-- TASKS FOR THIS EXERCISE --
1. Per the article on packing tools for bicycle travel, in which magazine and issue did it first appear?
2. Echo the stretch of the article on packing tools for bicycle travel from "One of the most" through "hostels… good times!".
3. Write what follows in the article on packing tools for bicycle travel, starting after its last sentence.

One of the most challenging parts of packing the Winnebiko II (and later BEHEMOTH) for open-ended travel was dealing with the need for tools… not just the usual little bag of bike tools like spoke wrench and crank-puller, but all the stuff needed to continue development of the electronic systems which, by definition, are never “finished.” This short article in the 73 Magazine series is a quick tour through my solutions at the time, with a couple of photos added 29 years later.
I have many a fond memory of building and debugging in campgrounds and hostels… good times!
Practical Points for Inhibited Experimenters
by Steven K. Roberts
73 Magazine — June, 1988
It can happen anywhere, and usually does. I wake in camp, breathe the vapors of morning inside a billowing nylon cocoon, rustle a warm hand from the depths of my sleeping bag to touch KA8ZYW, and lie there thinking intently. “Hmmmm, if I let the new TNC handle speech control in parallel with the BCP, then I can sign on via packet from the HP and carry on a synthesized conversation with people around the bike… monitoring their audio on 49 MHz. Gee…”

-- SUPPLIED MATERIAL --
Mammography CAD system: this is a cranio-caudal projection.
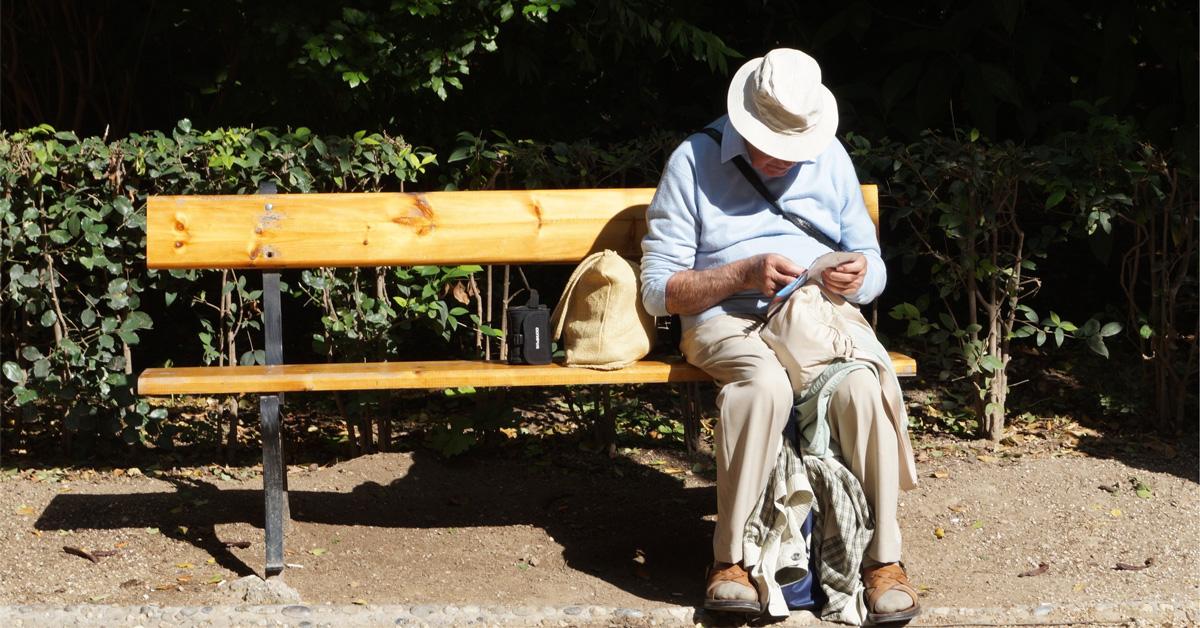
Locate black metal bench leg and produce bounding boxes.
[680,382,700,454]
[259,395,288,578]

---

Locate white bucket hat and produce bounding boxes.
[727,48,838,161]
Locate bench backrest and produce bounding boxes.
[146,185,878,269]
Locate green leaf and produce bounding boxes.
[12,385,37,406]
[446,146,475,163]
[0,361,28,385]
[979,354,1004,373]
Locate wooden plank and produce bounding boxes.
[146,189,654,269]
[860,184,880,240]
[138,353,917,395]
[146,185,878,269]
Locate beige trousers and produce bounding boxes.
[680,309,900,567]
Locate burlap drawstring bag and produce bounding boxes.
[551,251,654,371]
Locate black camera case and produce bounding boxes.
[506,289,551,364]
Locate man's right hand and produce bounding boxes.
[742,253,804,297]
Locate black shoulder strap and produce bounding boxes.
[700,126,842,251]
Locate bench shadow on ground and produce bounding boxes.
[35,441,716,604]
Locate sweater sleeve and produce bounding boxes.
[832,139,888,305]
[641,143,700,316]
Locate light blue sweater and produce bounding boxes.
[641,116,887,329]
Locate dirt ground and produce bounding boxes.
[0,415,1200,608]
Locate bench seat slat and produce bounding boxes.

...

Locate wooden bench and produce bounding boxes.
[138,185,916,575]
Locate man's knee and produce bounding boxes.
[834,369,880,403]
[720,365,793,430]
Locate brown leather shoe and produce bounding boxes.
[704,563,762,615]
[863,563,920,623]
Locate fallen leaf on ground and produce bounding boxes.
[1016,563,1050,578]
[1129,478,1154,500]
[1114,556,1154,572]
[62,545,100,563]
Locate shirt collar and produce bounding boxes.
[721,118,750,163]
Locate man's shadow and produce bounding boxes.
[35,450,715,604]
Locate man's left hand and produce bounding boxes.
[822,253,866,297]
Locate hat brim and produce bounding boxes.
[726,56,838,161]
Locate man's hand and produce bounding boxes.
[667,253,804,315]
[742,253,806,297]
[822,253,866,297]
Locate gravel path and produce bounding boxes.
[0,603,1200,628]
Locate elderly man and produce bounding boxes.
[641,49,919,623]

-- WRITTEN ANSWERS --
1. 73 Magazine, June 1988.

2.
One of the most challenging parts of packing the Winnebiko II (and later BEHEMOTH) for open-ended travel was dealing with the need for tools… not just the usual little bag of bike tools like spoke wrench and crank-puller, but all the stuff needed to continue development of the electronic systems which, by definition, are never “finished.” This short article in the 73 Magazine series is a quick tour through my solutions at the time, with a couple of photos added 29 years later.
I have many a fond memory of building and debugging in campgrounds and hostels… good times!

3.
Maggie’s hair cascades across my neck. “You were talking in your sleep again,” she murmurs. “Is a speech-control bus some thing the government uses to arrest boring politicians?”
Those are the first clues. Over flawless campground coffee, I stretch, sketch, and mumble, scan my listings and schematics, regale the morning-sweet YL with complex tales of logic and technomagic. The maps are forgotten and there’s no rush to pack… for it’s a tinkering day!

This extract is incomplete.